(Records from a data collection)
=== Begin Enclosure ===

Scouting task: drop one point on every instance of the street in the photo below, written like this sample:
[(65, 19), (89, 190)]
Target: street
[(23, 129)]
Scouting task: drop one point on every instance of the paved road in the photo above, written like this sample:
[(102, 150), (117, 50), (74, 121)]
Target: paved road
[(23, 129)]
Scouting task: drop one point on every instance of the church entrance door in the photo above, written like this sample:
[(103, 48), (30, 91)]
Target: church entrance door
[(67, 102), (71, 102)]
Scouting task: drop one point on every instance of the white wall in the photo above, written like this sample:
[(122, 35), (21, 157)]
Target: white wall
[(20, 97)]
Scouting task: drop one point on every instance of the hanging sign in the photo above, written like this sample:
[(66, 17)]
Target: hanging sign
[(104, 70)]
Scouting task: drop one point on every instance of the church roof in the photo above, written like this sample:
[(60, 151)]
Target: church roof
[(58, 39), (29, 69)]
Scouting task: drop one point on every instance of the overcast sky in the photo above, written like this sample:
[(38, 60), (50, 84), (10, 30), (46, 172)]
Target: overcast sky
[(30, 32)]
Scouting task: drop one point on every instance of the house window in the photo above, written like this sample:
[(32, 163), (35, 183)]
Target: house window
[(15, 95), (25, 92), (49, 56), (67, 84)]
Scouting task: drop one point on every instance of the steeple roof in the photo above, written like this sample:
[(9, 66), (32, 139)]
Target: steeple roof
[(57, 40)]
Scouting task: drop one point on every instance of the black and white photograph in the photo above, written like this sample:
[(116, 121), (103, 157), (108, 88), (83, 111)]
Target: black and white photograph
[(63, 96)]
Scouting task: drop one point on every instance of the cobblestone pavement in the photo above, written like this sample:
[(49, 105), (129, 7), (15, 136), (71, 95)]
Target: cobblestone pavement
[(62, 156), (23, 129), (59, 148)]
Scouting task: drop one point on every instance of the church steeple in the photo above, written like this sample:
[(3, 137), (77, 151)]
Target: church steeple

=== End Enclosure ===

» **WHAT TO WORK ON**
From the records above, repeat exactly the lines from the one with "[(60, 151)]" through the one with "Scouting task: drop one point on every instance of the black", both included.

» **RESPONSE FOR THIS EXERCISE**
[(60, 151)]
Target: church roof
[(58, 39), (29, 69)]
Scouting task: drop one point on every instance of the overcast sky in the photo above, written like this sample:
[(38, 60), (50, 84), (10, 30), (46, 172)]
Target: overcast sky
[(30, 32)]
Scouting task: drop one point on every instance of the house window in the photo above, written like this sample:
[(32, 163), (35, 183)]
Target: house window
[(15, 95), (25, 92), (49, 56), (67, 84)]
Scouting task: drop one point on every instance of the steeple roof in the photo above, written like this sample:
[(9, 66), (32, 139)]
Target: steeple roof
[(57, 40)]
Scouting task: drop one point on every instance of the black and white photograph in the photo above, written like this sample:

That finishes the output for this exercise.